(Extracted records)

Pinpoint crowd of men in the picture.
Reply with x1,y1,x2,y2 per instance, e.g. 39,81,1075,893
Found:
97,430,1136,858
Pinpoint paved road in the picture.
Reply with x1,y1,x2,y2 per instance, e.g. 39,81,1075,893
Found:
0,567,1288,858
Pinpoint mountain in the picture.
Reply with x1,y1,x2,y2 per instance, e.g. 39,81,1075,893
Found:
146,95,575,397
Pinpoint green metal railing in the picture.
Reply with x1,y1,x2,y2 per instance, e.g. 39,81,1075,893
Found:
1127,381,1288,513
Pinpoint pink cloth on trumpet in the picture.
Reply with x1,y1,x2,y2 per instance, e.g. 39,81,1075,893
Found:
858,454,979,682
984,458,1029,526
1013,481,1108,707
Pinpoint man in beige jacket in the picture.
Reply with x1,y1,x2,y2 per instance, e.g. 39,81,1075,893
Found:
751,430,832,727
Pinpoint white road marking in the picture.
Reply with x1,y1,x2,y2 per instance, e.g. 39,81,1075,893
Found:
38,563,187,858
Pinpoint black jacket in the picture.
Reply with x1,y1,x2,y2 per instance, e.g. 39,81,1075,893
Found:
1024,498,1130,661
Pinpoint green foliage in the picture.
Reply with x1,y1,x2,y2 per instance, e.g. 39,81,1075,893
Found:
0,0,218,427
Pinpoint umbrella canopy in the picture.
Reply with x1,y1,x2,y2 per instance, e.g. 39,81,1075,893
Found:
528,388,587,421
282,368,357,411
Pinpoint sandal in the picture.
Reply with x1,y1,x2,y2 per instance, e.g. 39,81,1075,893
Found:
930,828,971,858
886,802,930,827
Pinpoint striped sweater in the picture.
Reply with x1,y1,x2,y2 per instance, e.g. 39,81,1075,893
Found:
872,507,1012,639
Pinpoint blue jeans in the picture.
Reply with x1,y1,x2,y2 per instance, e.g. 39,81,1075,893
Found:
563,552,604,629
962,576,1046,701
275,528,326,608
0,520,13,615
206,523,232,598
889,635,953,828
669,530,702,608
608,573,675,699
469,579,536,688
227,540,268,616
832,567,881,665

EXERCISE GOAL: Edit the lines above so that "Pinpoint" becomes "Locate" everywhere, leaving all other text unchanged.

SOLUTION TO THIS PROBLEM:
Locate crowd of men in the picture.
Reply with x1,y1,x2,y2 per instance, e.g. 39,81,1075,893
Found:
97,430,1136,858
Locate paved road in the picture.
Reply with x1,y1,x2,y2 per instance, e.g. 39,81,1075,893
Found:
0,567,1288,858
Locate mountain in the picture.
Reply with x1,y1,x2,y2 per instance, e.g. 39,81,1075,893
Found:
146,95,575,397
Locate green metal railing in the picture.
Reply with x1,y1,x2,y2 per instance, e.g. 39,81,1075,893
Found:
1127,381,1288,513
Locate pink cloth on trumpet in the picture.
Reply with x1,y1,x2,y2 per instance, e.g. 39,81,1075,893
Found:
858,454,979,682
984,458,1029,526
1013,481,1108,707
Locate man in beige jacket in the picture.
Reply with x1,y1,x2,y2 per instance, e.g. 39,81,1075,893
Found:
751,430,832,727
Locate white road marking in the picture.
Reply with x1,y1,x2,y2 per instance, e.g. 39,81,1075,893
Found:
38,563,187,858
Locate black jacket in the picture.
Reply with x1,y1,x2,y2 per instance, e.g. 39,81,1075,893
Found:
1024,498,1130,661
Locate green foliage in the picture.
Reply with x1,y1,x2,y2 per instance, e.g. 39,81,1075,893
Found:
0,0,218,427
Locate umbrella canopy in the picture.
Reply with x1,y1,x2,y2 per instance, e.g. 39,81,1075,893
Found:
528,388,587,421
282,368,357,411
Locate sandal in the picture.
Reply with x1,y1,x2,y2 per instance, e.g. 39,81,1075,893
Found:
930,828,971,858
886,802,930,827
Locate striped sweater in the picture.
Reply with x1,y1,x2,y2 per instance, e.g. 39,81,1075,893
Found:
872,507,1012,639
Locate blue jeans in the picture.
Reply with x1,y1,x2,y2 per instance, e.g. 39,81,1075,893
Found:
563,552,604,629
962,576,1046,701
275,528,326,608
0,520,13,615
206,523,232,598
889,635,953,828
669,530,702,608
608,573,675,699
469,579,536,688
227,540,268,616
832,567,881,665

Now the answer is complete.